> [Task directions]: Every entry must be transcribed exactly as written.

**** Supplied records ****

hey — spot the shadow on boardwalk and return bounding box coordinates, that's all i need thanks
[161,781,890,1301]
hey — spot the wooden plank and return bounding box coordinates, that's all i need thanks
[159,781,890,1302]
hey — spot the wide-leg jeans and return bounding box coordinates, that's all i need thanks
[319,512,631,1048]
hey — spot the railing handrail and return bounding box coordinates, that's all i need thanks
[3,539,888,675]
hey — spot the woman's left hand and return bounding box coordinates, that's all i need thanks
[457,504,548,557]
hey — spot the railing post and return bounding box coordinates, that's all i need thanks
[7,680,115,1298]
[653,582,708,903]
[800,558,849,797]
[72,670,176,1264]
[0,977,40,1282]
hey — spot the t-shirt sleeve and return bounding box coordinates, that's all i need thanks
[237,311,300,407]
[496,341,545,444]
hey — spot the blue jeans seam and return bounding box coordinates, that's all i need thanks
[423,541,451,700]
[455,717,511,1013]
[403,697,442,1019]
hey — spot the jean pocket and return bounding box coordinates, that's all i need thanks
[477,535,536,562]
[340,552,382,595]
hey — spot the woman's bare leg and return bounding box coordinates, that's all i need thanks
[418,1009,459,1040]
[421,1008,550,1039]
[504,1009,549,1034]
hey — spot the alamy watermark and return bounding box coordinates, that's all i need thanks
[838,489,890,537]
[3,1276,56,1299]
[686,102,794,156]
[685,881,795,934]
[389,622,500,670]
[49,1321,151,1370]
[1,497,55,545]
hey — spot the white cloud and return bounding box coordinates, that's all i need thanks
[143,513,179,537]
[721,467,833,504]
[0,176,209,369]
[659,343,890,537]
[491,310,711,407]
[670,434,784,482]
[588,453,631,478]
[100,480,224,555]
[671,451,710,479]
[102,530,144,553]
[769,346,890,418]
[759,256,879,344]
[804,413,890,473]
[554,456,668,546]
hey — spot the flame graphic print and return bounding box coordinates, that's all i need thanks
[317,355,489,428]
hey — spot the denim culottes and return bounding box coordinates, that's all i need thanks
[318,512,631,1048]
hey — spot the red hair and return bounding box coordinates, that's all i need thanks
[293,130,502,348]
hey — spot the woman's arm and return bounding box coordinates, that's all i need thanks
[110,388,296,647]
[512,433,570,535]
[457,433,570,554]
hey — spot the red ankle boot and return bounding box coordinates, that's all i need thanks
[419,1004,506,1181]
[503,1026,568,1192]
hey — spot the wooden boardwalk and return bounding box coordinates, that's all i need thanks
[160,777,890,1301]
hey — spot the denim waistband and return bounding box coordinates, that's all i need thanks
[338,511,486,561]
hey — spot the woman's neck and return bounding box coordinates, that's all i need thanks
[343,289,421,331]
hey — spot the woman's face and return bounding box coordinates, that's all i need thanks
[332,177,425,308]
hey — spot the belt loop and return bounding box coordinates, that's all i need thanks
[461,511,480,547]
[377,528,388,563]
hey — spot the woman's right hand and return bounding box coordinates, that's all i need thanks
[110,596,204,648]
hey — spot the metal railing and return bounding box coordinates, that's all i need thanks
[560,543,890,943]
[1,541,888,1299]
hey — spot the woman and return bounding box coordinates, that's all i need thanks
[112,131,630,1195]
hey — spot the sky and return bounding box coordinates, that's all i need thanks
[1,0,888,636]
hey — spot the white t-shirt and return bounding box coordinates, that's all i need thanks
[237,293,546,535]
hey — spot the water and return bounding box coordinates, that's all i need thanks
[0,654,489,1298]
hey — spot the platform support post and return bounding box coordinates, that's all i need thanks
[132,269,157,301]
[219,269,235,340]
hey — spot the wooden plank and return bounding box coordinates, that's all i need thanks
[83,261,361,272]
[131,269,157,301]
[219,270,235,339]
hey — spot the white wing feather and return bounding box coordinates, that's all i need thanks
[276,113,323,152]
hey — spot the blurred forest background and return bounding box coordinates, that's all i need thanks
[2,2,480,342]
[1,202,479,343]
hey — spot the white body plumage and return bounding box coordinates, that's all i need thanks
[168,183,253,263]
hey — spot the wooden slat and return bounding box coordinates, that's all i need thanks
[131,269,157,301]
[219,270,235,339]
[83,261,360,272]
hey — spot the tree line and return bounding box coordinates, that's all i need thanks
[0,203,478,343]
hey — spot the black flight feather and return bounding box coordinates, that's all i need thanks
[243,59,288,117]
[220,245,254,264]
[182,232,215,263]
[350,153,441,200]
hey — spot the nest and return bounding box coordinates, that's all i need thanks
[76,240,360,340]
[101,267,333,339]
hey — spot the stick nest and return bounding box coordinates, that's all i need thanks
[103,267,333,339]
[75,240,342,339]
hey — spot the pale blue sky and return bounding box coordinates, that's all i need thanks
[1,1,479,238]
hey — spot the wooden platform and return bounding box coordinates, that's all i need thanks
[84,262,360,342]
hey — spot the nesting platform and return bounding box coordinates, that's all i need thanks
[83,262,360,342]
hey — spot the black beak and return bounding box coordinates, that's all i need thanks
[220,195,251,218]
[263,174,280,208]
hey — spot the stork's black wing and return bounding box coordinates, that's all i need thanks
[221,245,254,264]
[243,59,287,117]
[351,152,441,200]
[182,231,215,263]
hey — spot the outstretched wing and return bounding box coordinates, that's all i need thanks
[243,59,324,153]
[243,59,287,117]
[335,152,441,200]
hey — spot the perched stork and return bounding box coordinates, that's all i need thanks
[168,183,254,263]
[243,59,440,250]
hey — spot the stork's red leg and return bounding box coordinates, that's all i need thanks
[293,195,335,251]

****

> [Response]:
hey — spot the shadow on boardwalk and return bounding box coordinates, that's all i need thanks
[161,781,890,1301]
hey — spot the wooden plank and return bounding box coordinates, that's all i need thanks
[159,781,890,1302]
hey — spot the wide-leg jeans and return bounding box coordinates, that's all i need thanks
[319,512,631,1048]
hey — spot the railing handrail and return bounding box coordinates, that's all i need thanks
[3,539,888,675]
hey — spot the woman's left hand and return bounding box coordinates, that's all i need thanks
[457,504,548,557]
hey — spot the railing post and return bounding box coordinates, that's all i need thanks
[7,680,115,1298]
[653,582,708,903]
[800,558,849,797]
[72,670,176,1264]
[0,977,40,1282]
hey — spot the t-shirt sleeve and return bounding box coordinates, that's all i need thanks
[237,311,300,407]
[496,341,545,444]
hey — spot the blue jeans seam and return bounding box coordinates, that's all i need thanks
[423,541,451,700]
[455,717,511,1013]
[403,697,442,1019]
hey — spot the jean pocket and return bounding box coordinates, that's all i need thanks
[477,535,536,562]
[340,552,382,595]
hey — spot the woman's bare leg and return bounding box coordinates, that's all i need thanks
[418,1009,459,1040]
[421,1008,550,1039]
[504,1009,549,1034]
hey — spot the alamy watermark and return bounding box coordinates, that's all i need thanks
[838,489,890,537]
[3,1276,56,1299]
[686,102,794,156]
[685,881,795,934]
[389,622,500,670]
[49,1321,151,1370]
[1,497,55,545]
hey — spot the white cloud and return bounding box coordinates, that's all i need thanks
[143,513,179,537]
[721,467,833,504]
[0,176,209,369]
[659,343,890,537]
[491,310,711,407]
[670,434,784,482]
[588,453,631,478]
[100,480,224,555]
[671,451,710,479]
[102,530,144,553]
[769,346,890,418]
[759,256,879,344]
[804,413,890,473]
[554,456,668,546]
hey — spot the flame graphic print and return bounding box coordinates, that's all i need thanks
[317,355,489,428]
hey — spot the denim culottes and return bounding box coordinates, that's all i need thanks
[318,512,631,1048]
hey — spot the red hair and return bounding box coordinates, that's all i need thanks
[293,130,502,348]
hey — spot the woman's arm and return bounding box coordinates, that's all i need thanks
[110,388,296,647]
[512,433,570,535]
[457,433,570,554]
hey — spot the red ankle boot and return bounding box coordinates, that's all i need thanks
[419,1004,506,1181]
[503,1026,568,1192]
hey — spot the wooden boardwalk and return bounding box coordinates, that's all i need thanks
[160,777,890,1301]
hey — spot the denim waistband and return bounding box coordinates, that's all i need thanks
[338,511,486,561]
hey — spot the woman's neck and return bounding box coordinates, that's all i need thanks
[343,289,421,331]
hey — spot the woman's face and return bounding box coordinates, that's all i need thanks
[332,177,425,308]
hey — spot the belt loop and return bounding box coordinates, that's all i need thanks
[461,511,480,547]
[377,528,388,563]
hey — spot the woman's right hand and return bounding box coordinates, that's all i need thanks
[110,596,204,648]
hey — spot the metal railing and return bounding box coordinates, that's all i need thanks
[560,543,890,943]
[1,541,888,1299]
hey — spot the woman and return bounding box coordinates, that's all i need thanks
[112,131,630,1195]
hey — spot the sky and return bounding box coordinates, that's all i need thanks
[1,0,888,636]
hey — spot the white t-shirt and return bounding box coordinates, that's all i need thanks
[237,293,546,535]
hey — spot the water and return bounding box coordinates, that's all i need thanks
[0,654,489,1298]
hey — spot the platform support post and return bounding box coordinates, that's all i need thanks
[132,269,157,301]
[219,269,235,340]
hey — spot the wooden plank and return bounding box coordinates, that's all i need thanks
[83,261,361,272]
[131,269,157,301]
[219,270,235,339]
hey — spot the white wing feather and return bounding box coordinates, that's all i need thanks
[276,113,323,152]
hey — spot the blurred forest background and return bounding box coordinates, that's all i need thanks
[2,2,480,342]
[1,202,479,343]
hey — spot the white body plumage and return bounding box coordinates, that's all i need thanks
[168,183,253,263]
hey — spot the wooden slat and return bounding box coordinates, that's all i need thanks
[131,269,157,301]
[219,270,235,339]
[83,261,360,272]
hey — spot the tree line and return bounding box coordinates, that's all i need thanks
[0,203,478,343]
hey — spot the black flight feather and return bounding box coordinates, that's all i need thanks
[243,59,288,117]
[220,245,254,264]
[182,232,215,263]
[350,153,441,200]
hey — spot the nest and return bounding box coordinates, that's all i need thanks
[76,240,360,340]
[101,267,333,339]
hey — spot the stick nest and return bounding box coordinates, that's all i need thanks
[103,267,333,339]
[75,240,342,339]
hey — spot the pale blue sky and return bounding box coordinates, that's all i need thanks
[1,1,479,238]
hey — spot the wooden platform and return bounding box coordinates, that's all i need thanks
[84,262,360,342]
hey — spot the nesting platform and return bounding box coordinates, that's all i need thanks
[83,262,360,342]
hey — spot the black beak and return bounding box coordinates, that's all i need thanks
[220,195,251,218]
[263,174,280,208]
hey — spot the stork's black wing and return bounding box coordinates, that's all i need thanks
[221,245,254,264]
[243,59,287,117]
[351,152,441,200]
[182,231,215,263]
hey — spot the outstretched wing and return bounding box coordinates, that's all i need thanks
[243,59,324,153]
[243,59,287,117]
[335,152,441,200]
hey — spot the perched stork and return bounding box coordinates, that's all i need thanks
[168,183,254,263]
[243,59,440,250]
hey — spot the stork's red leg and return bounding box coordinates, that's all i need thanks
[293,195,335,251]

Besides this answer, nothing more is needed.